_Object position labeling entries_
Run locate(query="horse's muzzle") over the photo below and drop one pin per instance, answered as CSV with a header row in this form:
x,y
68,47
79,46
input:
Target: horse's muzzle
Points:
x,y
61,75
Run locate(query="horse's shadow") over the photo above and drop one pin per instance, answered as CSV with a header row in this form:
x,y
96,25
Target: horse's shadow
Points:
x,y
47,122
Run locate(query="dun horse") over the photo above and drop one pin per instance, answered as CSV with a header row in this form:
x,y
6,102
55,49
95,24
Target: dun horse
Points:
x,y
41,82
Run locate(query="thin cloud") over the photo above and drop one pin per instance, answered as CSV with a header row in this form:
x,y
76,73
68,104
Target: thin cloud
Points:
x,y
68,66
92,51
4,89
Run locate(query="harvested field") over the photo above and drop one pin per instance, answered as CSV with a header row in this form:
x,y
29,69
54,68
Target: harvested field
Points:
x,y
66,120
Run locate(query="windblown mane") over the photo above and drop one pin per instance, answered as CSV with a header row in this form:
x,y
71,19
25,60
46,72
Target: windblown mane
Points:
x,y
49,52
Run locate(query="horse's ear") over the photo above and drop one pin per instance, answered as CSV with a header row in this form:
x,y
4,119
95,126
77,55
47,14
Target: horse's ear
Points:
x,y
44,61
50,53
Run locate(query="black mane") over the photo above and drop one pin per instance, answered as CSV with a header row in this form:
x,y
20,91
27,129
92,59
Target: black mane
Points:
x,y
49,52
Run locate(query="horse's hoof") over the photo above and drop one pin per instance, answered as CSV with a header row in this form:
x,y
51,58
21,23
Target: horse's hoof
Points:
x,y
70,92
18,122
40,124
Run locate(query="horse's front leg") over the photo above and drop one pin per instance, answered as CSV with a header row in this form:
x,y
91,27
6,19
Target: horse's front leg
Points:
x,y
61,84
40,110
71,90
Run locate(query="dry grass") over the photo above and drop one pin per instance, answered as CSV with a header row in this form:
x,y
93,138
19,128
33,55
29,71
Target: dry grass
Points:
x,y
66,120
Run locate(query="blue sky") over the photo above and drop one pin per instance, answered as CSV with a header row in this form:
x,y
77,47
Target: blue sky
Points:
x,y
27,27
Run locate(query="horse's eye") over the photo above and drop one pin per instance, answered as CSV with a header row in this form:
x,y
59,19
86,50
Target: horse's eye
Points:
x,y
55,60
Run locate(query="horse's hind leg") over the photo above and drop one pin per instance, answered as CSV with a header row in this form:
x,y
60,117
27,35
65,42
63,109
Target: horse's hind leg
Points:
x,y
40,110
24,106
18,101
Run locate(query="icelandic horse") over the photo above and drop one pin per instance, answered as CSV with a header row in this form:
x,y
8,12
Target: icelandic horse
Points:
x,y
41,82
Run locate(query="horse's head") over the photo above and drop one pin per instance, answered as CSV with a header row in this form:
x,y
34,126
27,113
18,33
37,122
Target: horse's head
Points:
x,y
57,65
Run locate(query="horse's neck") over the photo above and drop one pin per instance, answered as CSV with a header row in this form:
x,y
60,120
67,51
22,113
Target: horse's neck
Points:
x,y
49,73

_SET EXERCISE_
Repeat the data above, word for word.

_EXERCISE OUTPUT_
Run locate(query="horse's muzzle") over the photo below and drop one pin per instance, answered as CSV with a header row in this form:
x,y
68,47
79,46
input:
Target: horse's muzzle
Points:
x,y
61,75
Run locate(query="horse's shadow") over the photo above and drop one pin per instance, answered as CSV with a header row in this form:
x,y
96,25
Target: horse's shadow
Points:
x,y
47,122
Run locate(query="dun horse") over the photo above and drop one pin per instance, answered as CSV with a header row in this form:
x,y
6,102
55,49
95,24
Target: dun horse
Points:
x,y
41,82
Run locate(query="thin cloud") over the photo above and drop one pin per instance, answered as CSV with a header row in this form:
x,y
76,73
68,104
Target: thin cloud
Points:
x,y
68,66
92,51
4,89
Run locate(query="harvested field") over the photo above and drop one pin per instance, answered as CSV with a header row in this form:
x,y
29,69
54,68
Target: harvested field
Points:
x,y
66,120
Run locate(query="windblown mane") over the photo above and drop one pin per instance, answered as CSV with a header row in this form:
x,y
71,19
25,60
46,72
Target: windblown mane
Points:
x,y
49,52
Run locate(query="horse's ear") over the photo above and drop one pin per instance, answered as CSV with a header row in this form:
x,y
4,119
95,126
77,55
47,14
Target: horse's ear
Points:
x,y
44,61
50,53
Run locate(query="black mane") over the photo above and drop one pin per instance, answered as CSV with a header row in this form:
x,y
20,91
27,129
92,59
Target: black mane
Points:
x,y
49,52
Run locate(query="horse's hoof") over the photo above and drop one pin per instance, answered as CSV with a header row in this form:
x,y
51,58
21,23
Target: horse's hoof
Points:
x,y
70,92
18,122
40,124
Run locate(query="horse's front leg") over the photo above and drop one pin per instance, answered as CSV with a header row in this form:
x,y
91,27
6,19
Target: horse's front leg
Points:
x,y
61,84
40,110
71,90
Run locate(query="dry grass") over the photo above and drop one pin per instance, answered as CSV with a header row in this form:
x,y
93,138
19,128
33,55
29,71
Target: dry grass
Points:
x,y
66,120
Run locate(query="blue sky") over the photo above and drop one pin per instance, answered as CSV with a header row in this form:
x,y
77,47
Target: blue sky
Points:
x,y
27,27
Run locate(query="horse's eye") over the photo above and drop one pin per instance, answered as CSV with a header row in this form:
x,y
59,19
86,50
Target: horse's eye
Points:
x,y
55,60
Run locate(query="horse's hind leg") over the photo above and drop one pin per instance, answered as CSV with a header row in this form:
x,y
60,117
27,35
65,42
63,109
Target: horse's hind leg
Points:
x,y
40,110
24,106
18,101
Run locate(query="icelandic horse") over the photo above and drop one pin per instance, answered as CSV with a header row in this form:
x,y
8,12
Target: icelandic horse
Points:
x,y
41,82
Run locate(query="horse's head") over the photo above and drop one pin per instance, answered as CSV with a header row in this form:
x,y
34,126
27,113
18,33
37,122
Target: horse's head
Points:
x,y
57,65
Run locate(query="horse's neck") over the photo above and drop one pin per instance, answered as CSV with a header row in this form:
x,y
60,120
67,51
22,113
Target: horse's neck
Points:
x,y
49,73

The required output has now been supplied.